#### Work item:
Using the data below, gather each line that includes the word "green".
*** Begin section ***
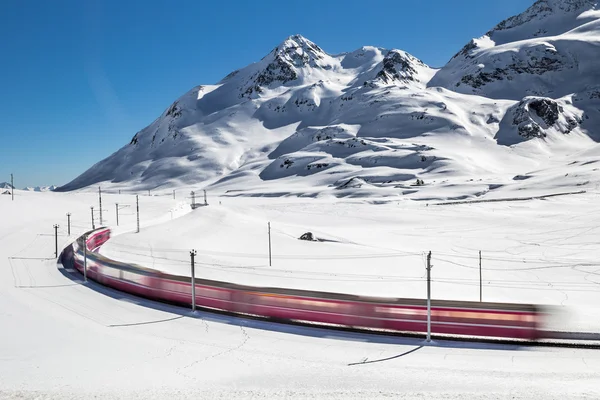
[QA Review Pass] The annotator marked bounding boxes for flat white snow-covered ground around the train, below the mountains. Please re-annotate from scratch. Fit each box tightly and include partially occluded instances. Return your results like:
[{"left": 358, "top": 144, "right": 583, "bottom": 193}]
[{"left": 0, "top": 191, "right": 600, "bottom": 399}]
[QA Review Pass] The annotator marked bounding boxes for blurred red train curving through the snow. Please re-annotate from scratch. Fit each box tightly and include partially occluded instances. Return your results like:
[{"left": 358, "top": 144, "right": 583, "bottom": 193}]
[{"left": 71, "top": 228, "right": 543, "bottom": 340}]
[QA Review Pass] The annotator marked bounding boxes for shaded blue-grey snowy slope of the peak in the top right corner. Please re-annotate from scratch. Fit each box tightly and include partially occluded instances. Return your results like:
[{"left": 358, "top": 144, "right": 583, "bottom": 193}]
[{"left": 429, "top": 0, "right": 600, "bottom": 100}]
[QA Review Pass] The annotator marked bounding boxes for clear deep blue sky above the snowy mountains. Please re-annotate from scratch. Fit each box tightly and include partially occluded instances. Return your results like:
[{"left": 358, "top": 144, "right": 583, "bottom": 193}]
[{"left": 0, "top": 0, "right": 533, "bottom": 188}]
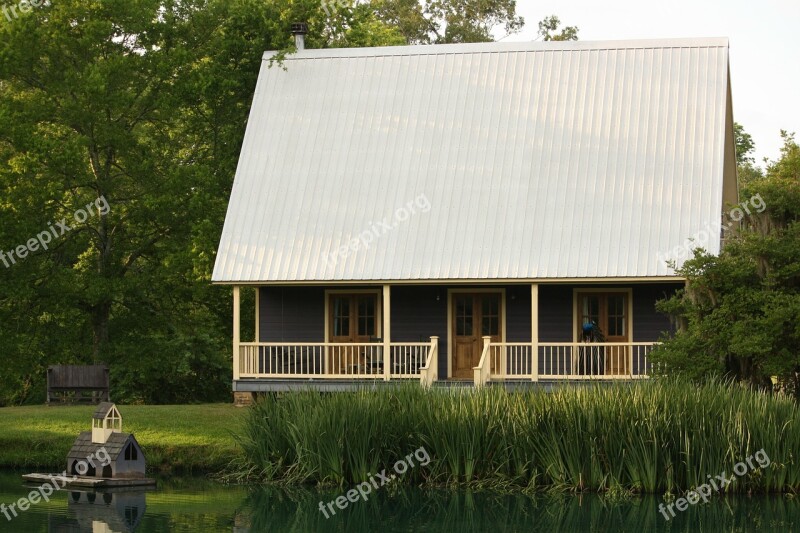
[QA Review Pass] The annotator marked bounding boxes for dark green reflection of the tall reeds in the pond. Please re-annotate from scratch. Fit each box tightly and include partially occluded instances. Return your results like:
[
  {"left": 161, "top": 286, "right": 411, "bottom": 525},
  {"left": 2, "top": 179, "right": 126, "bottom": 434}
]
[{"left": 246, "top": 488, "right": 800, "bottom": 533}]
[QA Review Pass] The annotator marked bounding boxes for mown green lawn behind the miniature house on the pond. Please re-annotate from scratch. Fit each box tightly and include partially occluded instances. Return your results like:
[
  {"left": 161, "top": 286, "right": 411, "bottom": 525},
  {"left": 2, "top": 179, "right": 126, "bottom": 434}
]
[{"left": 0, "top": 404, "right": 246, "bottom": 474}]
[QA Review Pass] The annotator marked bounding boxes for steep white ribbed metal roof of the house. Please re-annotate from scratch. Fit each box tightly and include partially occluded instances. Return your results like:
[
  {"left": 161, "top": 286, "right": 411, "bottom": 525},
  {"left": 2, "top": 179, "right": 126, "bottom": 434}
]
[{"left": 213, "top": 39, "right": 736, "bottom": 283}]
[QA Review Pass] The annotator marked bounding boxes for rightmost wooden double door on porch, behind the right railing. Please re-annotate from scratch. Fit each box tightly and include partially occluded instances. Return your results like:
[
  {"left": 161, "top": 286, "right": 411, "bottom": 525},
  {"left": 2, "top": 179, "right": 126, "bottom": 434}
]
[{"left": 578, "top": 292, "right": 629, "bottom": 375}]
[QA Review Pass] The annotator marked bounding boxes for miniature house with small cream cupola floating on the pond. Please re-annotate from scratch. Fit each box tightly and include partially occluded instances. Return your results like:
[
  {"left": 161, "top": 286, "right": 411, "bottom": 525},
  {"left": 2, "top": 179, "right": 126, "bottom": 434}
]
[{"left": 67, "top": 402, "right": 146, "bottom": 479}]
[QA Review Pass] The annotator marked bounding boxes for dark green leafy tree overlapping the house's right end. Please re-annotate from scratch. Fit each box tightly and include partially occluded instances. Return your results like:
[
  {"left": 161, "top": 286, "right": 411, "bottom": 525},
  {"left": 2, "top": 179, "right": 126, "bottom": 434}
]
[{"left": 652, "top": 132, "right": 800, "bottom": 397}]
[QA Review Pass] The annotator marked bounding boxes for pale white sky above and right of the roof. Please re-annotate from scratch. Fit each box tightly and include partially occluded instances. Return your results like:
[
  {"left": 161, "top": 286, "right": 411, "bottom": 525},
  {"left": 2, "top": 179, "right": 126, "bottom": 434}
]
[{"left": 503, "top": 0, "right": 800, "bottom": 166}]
*** End section ***
#### Final answer:
[QA Review Pass] The annotator marked bounding boxes for dark green reflection of the tall reeds in the pond. Please re-annotate from scratch. Fit each box tightly and include partially occluded instances. Return your results like:
[QA Review Pass] The annotator marked bounding boxes for mown green lawn behind the miniature house on the pond. Please re-annotate from scratch. Fit each box tightly and include partially occluded instances. Return your results like:
[QA Review Pass] The annotator marked bounding boxes for dark green leafy tree overlapping the house's right end. Please re-annotate from scratch. Fit each box tightly and include partially occluded instances. Return your results like:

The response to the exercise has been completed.